_ЗАДАНИЯ ДЛЯ ВЫПОЛНЕНИЯ_
A) Перескажите сжато абзац фрагмента «Фихте и Якоби», начинающийся словами «В конце XVIII столетия», сохранив его основные положения.
B) Продолжите фрагмент «Фихте и Якоби», начав с предложения, которое следует за последним приведенным.

___ ИСХОДНЫЙ ФРАГМЕНТ ___

V. Фихте и Якоби
V. Фихте и Якоби
В конце XVIII столетия мы оказываемся перед лицом философии, либо возводящей материю в абсолют, либо поднимающей до уровня абсолюта человеческое «Я». Напряжение, вызванное возрастающей противоположностью крайностей и господствующее даже внутри одной их этих крайностей, как в Просвещении, становится более сильным, чем когда?либо, даже если ограничиться спекулятивной стороной вопроса. Просвещение, популярная философия, пиетизм, хотя все эти тенденции могли показаться исходящими от весьма счастливой души, они являются, в сущности, лишь выражением несчастного сознания. Это бесконечная тоска (Sehnsucht), историю которой Гегель частично исследует в Вере и Разуме, тоска, которая постоянно оказывается перед лицом конечной реальности и туманного и неопределенного понятия, и будучи не в состоянии их соединить, всегда испытывает чувство, что за пределами и того и другого существует реальность, которой она не может достичь. «Именно внутри это общего фундаментального принципа, абсолютного характера конечного и абсолютной противоположности, которая из него следует, — противоположности конечного и бесконечного, реального и идеального, чувственного и сверхчувственного — и трансцендентного характера истинной реальности и абсолюта, эти философские учения образуют в свою очередь противоположности друг с другом и создают фактически сумму разнообразных аспектов, которые может принять принцип».
И еще, разумеется, немецкий романтизм, в котором эти движения духа кристаллизуются, на первый взгляд, в отличие от французского романтизма, не выглядит как несчастное сознание. Но под гармоничными интонациями Шлейермахера, под благочестивой виртуозностью Тика и иронией Шлегеля Гегель легко узнает мучение духа.

___ СОДЕРЖАНИЕ ДАННЫХ ___

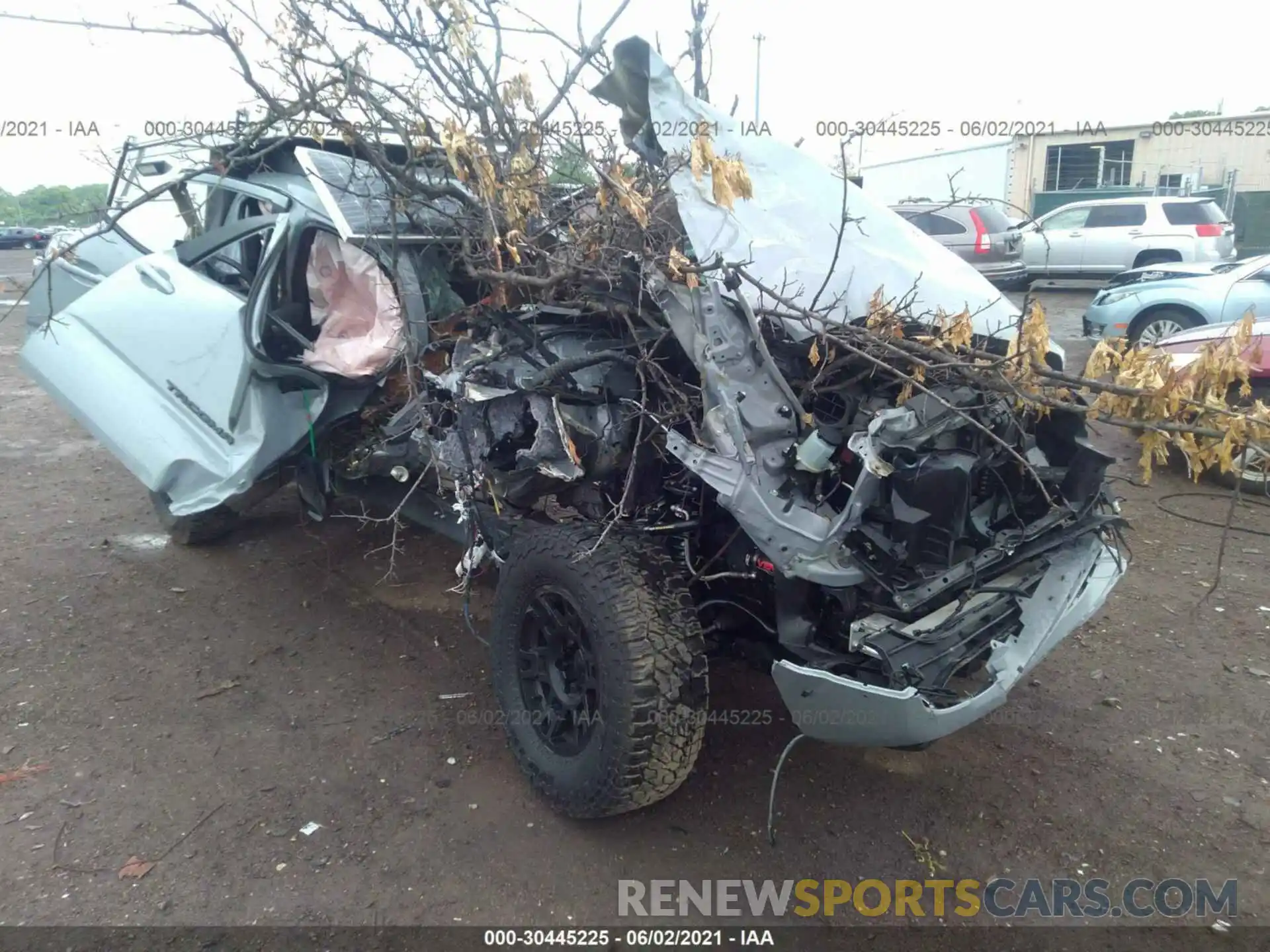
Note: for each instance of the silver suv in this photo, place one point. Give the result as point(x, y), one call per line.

___

_ОЖИДАЕМЫЕ ОТВЕТЫ_
A) В конце XVIII века философия либо возводит в абсолют материю, либо поднимает до абсолюта человеческое «Я». Напряжение между этими крайностями усиливается как никогда. Оно действует и внутри каждой из них, как в Просвещении. Просвещение, популярная философия и пиетизм кажутся проявлениями счастливой души, но по сути выражают несчастное сознание. Это бесконечная тоска (Sehnsucht), историю которой Гегель отчасти исследует в «Вере и Разуме». Она не может соединить конечную реальность с туманным и неопределенным понятием и всегда ощущает, что за их пределами существует недостижимая для нее реальность. Эти учения исходят из общего принципа. Он включает абсолютный характер конечного и вытекающую из него противоположность конечного и бесконечного, реального и идеального, чувственного и сверхчувственного, а также трансцендентность истинной реальности и абсолюта. Внутри этого принципа учения противостоят друг другу и в совокупности выражают различные его аспекты.

B)
Любая философия чистоты внутреннего есть философия чистоты внешнего, и наоборот. Внутреннее нуждается в идее потустороннего. Отсюда, по меньшей мере частично, тот культ далекого, того, чего нельзя достичь, который характеризует романтизм.
В философии Фихте гораздо сильнее, чем когда?либо, выражается разделение Я и НЕ — Я, так же как и разделение Я идеального и Я реального. Идею идеала, которая находится в центре этой философии, невозможно реализовать. «Мы не можем разместить идеал вне нас самих, опасаясь стать объектом; мы можем поместить его только в нас, опасаясь утратить его в качестве идеала». Философия чистого долга, как философия чистого дела, Должное (Sollen) как Данное (Dieses) ведут к регрессии в бесконечность.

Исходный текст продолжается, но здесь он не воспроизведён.